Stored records

--

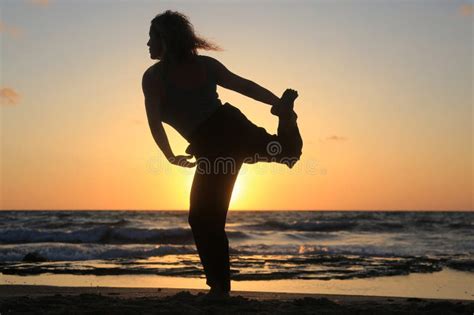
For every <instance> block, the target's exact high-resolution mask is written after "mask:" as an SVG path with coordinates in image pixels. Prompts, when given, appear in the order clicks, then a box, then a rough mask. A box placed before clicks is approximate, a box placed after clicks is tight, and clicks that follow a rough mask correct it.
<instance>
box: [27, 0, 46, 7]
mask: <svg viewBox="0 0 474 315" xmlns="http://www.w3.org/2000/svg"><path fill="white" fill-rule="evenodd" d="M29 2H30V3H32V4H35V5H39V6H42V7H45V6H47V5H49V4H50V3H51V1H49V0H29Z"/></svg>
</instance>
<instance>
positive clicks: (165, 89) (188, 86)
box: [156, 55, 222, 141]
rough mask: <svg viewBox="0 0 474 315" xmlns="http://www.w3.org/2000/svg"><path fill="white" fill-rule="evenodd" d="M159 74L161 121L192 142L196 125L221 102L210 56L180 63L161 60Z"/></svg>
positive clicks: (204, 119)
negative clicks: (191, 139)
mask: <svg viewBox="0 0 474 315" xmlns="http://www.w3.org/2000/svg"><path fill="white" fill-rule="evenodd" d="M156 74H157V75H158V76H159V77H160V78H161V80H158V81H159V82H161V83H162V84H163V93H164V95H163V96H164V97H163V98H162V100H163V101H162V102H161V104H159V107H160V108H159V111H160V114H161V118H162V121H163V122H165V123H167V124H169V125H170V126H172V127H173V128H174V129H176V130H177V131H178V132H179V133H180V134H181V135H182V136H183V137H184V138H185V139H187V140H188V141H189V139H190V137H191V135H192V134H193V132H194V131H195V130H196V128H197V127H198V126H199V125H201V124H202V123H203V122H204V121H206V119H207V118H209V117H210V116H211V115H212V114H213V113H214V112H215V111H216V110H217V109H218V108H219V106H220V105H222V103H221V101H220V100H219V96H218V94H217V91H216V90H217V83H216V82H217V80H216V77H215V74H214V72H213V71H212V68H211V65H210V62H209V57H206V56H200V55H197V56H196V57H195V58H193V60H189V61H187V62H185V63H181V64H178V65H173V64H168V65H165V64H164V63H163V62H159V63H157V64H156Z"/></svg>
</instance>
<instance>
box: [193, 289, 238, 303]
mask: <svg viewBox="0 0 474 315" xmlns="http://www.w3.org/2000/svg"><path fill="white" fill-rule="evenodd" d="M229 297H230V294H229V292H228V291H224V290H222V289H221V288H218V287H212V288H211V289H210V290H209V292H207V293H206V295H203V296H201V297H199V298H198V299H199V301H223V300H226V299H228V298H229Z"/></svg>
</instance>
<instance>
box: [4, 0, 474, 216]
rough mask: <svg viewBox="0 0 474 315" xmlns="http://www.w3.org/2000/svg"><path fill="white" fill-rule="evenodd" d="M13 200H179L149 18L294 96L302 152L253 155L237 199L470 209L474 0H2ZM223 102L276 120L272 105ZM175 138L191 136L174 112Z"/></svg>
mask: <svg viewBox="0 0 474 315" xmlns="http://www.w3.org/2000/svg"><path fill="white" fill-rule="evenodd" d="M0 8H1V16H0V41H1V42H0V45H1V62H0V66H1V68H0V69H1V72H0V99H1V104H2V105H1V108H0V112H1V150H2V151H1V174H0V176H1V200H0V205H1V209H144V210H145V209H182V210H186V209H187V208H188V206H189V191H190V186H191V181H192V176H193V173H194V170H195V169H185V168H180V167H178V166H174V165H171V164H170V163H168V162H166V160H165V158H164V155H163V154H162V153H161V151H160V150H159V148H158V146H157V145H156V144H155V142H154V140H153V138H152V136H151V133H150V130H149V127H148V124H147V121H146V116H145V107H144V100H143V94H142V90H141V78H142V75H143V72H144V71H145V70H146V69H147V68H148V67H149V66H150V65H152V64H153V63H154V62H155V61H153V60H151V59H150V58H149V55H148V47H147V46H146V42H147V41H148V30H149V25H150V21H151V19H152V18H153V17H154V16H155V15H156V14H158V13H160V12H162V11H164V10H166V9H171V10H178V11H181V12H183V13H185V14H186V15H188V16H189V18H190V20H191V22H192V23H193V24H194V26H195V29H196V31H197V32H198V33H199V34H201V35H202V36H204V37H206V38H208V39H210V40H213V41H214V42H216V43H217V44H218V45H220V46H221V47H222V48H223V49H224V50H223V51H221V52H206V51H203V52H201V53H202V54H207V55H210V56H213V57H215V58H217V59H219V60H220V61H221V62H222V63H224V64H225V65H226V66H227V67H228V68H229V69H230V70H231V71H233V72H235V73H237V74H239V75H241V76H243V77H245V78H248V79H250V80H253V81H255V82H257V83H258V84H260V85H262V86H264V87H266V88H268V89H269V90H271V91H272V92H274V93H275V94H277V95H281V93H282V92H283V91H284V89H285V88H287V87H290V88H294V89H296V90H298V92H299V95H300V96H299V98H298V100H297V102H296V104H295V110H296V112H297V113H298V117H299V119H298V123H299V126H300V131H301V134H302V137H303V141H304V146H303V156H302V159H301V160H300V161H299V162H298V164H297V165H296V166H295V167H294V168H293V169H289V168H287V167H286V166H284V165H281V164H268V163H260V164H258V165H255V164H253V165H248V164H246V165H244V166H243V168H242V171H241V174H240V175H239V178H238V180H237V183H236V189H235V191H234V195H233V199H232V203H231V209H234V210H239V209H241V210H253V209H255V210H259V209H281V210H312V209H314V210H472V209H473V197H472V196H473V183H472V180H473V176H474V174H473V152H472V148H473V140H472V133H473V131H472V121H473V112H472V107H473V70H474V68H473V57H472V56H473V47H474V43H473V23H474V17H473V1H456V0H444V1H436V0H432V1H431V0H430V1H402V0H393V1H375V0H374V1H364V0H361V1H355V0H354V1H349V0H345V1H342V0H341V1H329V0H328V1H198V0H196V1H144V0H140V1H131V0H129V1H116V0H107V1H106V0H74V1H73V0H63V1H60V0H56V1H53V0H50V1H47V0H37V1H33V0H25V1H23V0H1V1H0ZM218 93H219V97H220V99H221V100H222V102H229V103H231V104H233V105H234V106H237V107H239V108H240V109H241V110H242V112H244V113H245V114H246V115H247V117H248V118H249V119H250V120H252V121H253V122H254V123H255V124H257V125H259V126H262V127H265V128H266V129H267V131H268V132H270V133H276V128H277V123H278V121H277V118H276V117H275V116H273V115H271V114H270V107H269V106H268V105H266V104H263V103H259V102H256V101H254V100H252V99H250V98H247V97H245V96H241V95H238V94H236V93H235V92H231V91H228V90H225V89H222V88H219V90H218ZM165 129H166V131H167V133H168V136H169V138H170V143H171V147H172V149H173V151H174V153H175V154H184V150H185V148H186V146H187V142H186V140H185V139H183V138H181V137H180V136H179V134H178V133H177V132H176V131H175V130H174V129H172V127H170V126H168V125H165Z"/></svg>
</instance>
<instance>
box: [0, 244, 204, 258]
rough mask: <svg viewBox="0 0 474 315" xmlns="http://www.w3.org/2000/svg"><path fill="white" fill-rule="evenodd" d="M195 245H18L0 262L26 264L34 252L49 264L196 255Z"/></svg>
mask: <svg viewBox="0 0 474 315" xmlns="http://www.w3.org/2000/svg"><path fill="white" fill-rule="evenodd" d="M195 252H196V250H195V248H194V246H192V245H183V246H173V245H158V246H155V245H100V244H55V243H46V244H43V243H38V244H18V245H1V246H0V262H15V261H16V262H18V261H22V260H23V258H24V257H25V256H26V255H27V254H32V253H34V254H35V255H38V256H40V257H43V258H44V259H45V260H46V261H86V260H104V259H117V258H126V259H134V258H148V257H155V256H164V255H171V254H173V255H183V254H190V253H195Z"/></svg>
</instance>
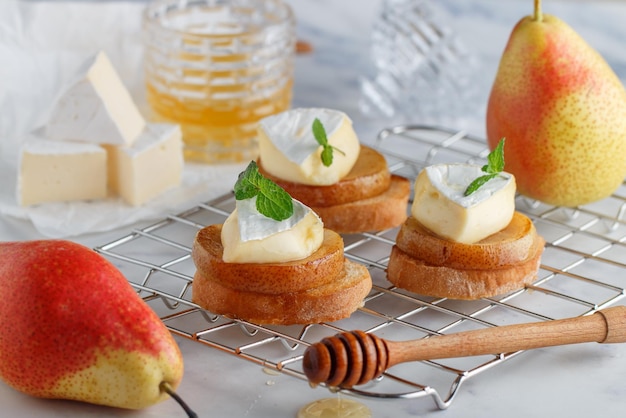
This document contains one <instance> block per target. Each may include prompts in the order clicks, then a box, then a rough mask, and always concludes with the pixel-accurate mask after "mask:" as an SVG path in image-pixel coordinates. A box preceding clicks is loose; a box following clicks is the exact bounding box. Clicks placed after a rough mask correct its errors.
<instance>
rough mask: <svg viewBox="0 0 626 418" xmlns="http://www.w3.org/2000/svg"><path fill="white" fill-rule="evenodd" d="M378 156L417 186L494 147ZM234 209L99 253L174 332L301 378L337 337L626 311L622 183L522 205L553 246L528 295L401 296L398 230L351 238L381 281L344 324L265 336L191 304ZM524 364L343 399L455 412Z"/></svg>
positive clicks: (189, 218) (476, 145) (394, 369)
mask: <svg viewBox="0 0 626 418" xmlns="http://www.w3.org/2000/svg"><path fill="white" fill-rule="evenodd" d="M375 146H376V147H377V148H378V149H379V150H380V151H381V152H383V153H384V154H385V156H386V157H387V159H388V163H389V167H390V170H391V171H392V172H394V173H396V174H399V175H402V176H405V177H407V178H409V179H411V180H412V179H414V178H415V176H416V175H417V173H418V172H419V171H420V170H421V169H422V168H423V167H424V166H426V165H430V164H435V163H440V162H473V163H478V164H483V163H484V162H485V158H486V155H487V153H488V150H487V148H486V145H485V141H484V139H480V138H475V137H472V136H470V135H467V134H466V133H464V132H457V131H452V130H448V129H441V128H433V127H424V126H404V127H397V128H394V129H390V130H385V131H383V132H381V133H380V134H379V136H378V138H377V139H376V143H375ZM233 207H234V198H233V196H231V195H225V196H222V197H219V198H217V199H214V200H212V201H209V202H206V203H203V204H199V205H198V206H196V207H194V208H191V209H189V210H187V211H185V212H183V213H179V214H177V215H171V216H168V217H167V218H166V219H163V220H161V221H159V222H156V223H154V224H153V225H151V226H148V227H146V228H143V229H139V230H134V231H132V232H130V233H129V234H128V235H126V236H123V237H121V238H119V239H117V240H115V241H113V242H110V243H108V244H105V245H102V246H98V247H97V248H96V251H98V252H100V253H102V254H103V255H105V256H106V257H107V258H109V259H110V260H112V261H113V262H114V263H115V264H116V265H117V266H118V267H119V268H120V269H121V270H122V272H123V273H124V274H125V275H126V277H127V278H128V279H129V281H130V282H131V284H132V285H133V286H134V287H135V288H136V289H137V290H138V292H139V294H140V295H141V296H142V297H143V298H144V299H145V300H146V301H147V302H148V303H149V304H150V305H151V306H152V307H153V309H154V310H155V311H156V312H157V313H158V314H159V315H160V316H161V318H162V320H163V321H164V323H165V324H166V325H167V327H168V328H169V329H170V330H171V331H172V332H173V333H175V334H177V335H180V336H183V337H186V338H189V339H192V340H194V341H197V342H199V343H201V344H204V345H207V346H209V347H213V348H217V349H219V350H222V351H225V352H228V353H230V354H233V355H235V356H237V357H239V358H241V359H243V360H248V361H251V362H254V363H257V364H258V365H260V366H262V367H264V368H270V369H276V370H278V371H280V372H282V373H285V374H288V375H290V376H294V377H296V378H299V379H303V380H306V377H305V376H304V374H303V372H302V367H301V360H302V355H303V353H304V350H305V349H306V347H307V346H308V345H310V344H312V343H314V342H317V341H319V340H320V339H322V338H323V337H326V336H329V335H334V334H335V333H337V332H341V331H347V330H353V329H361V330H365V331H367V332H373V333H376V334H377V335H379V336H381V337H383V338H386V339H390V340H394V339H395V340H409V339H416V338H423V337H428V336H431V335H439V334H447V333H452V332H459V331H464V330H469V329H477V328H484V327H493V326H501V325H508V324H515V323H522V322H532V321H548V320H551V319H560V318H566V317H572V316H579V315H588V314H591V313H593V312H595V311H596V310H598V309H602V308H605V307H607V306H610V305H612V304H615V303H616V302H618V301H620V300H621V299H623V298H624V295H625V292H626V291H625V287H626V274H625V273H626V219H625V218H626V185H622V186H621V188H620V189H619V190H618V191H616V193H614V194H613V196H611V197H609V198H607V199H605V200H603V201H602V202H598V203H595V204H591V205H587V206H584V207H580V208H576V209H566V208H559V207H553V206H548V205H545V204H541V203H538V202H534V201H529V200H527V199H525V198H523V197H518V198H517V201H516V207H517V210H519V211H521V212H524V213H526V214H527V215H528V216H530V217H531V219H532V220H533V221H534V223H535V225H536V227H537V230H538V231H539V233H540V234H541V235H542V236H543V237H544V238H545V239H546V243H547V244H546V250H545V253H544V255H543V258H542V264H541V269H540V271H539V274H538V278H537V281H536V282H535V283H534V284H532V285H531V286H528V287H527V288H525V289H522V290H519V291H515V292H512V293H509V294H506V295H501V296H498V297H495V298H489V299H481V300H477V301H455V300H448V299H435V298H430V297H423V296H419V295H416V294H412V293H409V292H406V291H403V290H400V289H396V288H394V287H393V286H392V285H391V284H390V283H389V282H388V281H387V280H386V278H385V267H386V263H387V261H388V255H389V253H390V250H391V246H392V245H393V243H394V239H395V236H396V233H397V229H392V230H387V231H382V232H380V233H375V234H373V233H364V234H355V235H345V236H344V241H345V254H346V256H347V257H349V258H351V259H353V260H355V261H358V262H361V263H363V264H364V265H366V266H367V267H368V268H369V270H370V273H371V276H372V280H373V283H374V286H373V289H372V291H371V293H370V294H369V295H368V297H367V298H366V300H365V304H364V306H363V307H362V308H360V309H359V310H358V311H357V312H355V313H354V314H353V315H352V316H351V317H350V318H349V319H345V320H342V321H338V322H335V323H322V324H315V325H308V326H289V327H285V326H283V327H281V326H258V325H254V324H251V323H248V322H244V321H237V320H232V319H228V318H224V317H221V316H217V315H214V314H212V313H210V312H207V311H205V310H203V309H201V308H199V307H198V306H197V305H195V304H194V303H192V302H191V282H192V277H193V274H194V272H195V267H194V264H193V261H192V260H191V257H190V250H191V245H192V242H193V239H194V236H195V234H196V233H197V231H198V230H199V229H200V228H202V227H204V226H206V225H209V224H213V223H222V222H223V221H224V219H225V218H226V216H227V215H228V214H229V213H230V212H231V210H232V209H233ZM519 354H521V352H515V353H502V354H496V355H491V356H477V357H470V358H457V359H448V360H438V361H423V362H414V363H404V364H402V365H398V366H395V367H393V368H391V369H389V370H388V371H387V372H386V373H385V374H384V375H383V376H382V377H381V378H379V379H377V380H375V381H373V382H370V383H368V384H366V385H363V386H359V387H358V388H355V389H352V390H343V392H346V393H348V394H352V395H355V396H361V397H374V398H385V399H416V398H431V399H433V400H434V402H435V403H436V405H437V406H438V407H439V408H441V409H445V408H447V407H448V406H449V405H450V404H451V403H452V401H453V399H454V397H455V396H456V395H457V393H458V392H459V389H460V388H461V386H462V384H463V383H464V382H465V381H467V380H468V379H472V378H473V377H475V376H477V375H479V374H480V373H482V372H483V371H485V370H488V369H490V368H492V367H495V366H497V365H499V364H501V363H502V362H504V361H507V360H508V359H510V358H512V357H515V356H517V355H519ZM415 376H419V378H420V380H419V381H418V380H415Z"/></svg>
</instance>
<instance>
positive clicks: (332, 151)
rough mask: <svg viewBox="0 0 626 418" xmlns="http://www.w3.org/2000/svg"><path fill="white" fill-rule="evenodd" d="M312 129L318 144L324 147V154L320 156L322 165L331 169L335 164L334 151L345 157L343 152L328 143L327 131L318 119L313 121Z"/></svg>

--

### REQUIRED WORK
When pictures appear in the records above, leave them out and reproduce exactly each line from the first through the line containing "positive clicks: (204, 119)", both included.

### OUTPUT FOR THIS EXERCISE
For every <instance> block, the target's exact high-resolution mask is written after "mask:" as an SVG path with coordinates in image pixels. Prompts, when given, appear in the order clicks, then a box, then a rough mask. A box placed before clicks is approximate, a box placed after clicks is tight, and clicks that follow a rough mask correct it.
<instance>
box: [27, 0, 46, 7]
mask: <svg viewBox="0 0 474 315" xmlns="http://www.w3.org/2000/svg"><path fill="white" fill-rule="evenodd" d="M29 2H30V3H32V4H35V5H39V6H42V7H45V6H47V5H49V4H50V3H51V1H49V0H29Z"/></svg>
</instance>
<instance>
positive clicks: (165, 89) (188, 86)
box: [156, 55, 222, 141]
rough mask: <svg viewBox="0 0 474 315" xmlns="http://www.w3.org/2000/svg"><path fill="white" fill-rule="evenodd" d="M159 74L161 121L192 142L196 125L221 102L210 56L180 63L161 60Z"/></svg>
positive clicks: (204, 119)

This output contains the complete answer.